Present every line of the rows below as a Markdown table with the columns No. and Text, numbering the lines in order and skipping blank ones. Leave the pictures out of your answer.
───── SUPPLIED RECORDS ─────
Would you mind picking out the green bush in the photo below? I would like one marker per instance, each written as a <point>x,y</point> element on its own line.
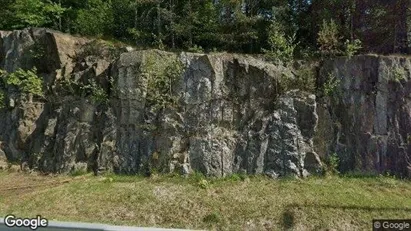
<point>328,38</point>
<point>26,81</point>
<point>351,48</point>
<point>281,47</point>
<point>333,162</point>
<point>160,78</point>
<point>331,85</point>
<point>398,74</point>
<point>2,99</point>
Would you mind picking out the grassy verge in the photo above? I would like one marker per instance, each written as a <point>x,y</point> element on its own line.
<point>235,203</point>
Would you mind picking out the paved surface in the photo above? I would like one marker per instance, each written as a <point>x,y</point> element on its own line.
<point>71,226</point>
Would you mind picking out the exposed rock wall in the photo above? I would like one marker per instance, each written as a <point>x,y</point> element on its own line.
<point>227,114</point>
<point>228,118</point>
<point>370,113</point>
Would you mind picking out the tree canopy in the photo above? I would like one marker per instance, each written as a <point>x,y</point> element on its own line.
<point>248,26</point>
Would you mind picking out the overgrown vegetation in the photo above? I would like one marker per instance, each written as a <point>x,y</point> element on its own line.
<point>235,26</point>
<point>329,38</point>
<point>398,74</point>
<point>26,82</point>
<point>161,77</point>
<point>331,85</point>
<point>281,47</point>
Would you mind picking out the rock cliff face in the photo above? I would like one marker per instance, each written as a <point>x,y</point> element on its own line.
<point>370,113</point>
<point>216,113</point>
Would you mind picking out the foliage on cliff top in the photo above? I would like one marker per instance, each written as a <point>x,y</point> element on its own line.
<point>26,81</point>
<point>161,77</point>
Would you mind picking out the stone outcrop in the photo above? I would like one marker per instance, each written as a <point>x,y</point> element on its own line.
<point>228,115</point>
<point>219,114</point>
<point>368,117</point>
─────
TASK SOLUTION:
| No. | Text |
|---|---|
| 1 | Would you mind picking out the green bush in the photo below? I would like one marker per instance, each written as a <point>x,y</point> element on its own line. |
| 2 | <point>328,38</point> |
| 3 | <point>26,81</point> |
| 4 | <point>351,48</point> |
| 5 | <point>281,47</point> |
| 6 | <point>333,162</point> |
| 7 | <point>160,78</point> |
| 8 | <point>331,85</point> |
| 9 | <point>398,74</point> |
| 10 | <point>2,99</point> |
| 11 | Would you mind picking out the grassy verge in the photo above? I would like one marker per instance, each written as a <point>x,y</point> element on its own line. |
| 12 | <point>235,203</point> |
| 13 | Would you mind picking out the paved surface in the photo above? I would like one marker per instance, each written as a <point>x,y</point> element on its own line. |
| 14 | <point>71,226</point> |
| 15 | Would you mind picking out the exposed rock wall in the photo above? I would like one marker per instance, each written as a <point>x,y</point> element on its own line. |
| 16 | <point>227,114</point> |
| 17 | <point>228,118</point> |
| 18 | <point>370,113</point> |
| 19 | Would you mind picking out the tree canopy in the photo above? I would like one marker per instance, each written as a <point>x,y</point> element on its own line. |
| 20 | <point>248,26</point> |
| 21 | Would you mind picking out the overgrown vegetation in the photo above? I would like one marker per instance, each written as a <point>x,y</point> element on its own line. |
| 22 | <point>235,26</point> |
| 23 | <point>329,38</point> |
| 24 | <point>398,74</point> |
| 25 | <point>26,82</point> |
| 26 | <point>161,77</point> |
| 27 | <point>331,85</point> |
| 28 | <point>281,47</point> |
| 29 | Would you mind picking out the rock cliff face in the photo above? I would like one marker per instance, each written as a <point>x,y</point> element on its own line. |
| 30 | <point>370,113</point> |
| 31 | <point>216,113</point> |
| 32 | Would you mind picking out the foliage on cliff top in the photo above? I would like one marker per instance, each written as a <point>x,y</point> element on its own line. |
| 33 | <point>26,81</point> |
| 34 | <point>161,77</point> |
| 35 | Would you mind picking out the stone outcrop in the photo above? I would like one marker per instance, each written as a <point>x,y</point> element on its own line. |
| 36 | <point>228,115</point> |
| 37 | <point>219,114</point> |
| 38 | <point>368,117</point> |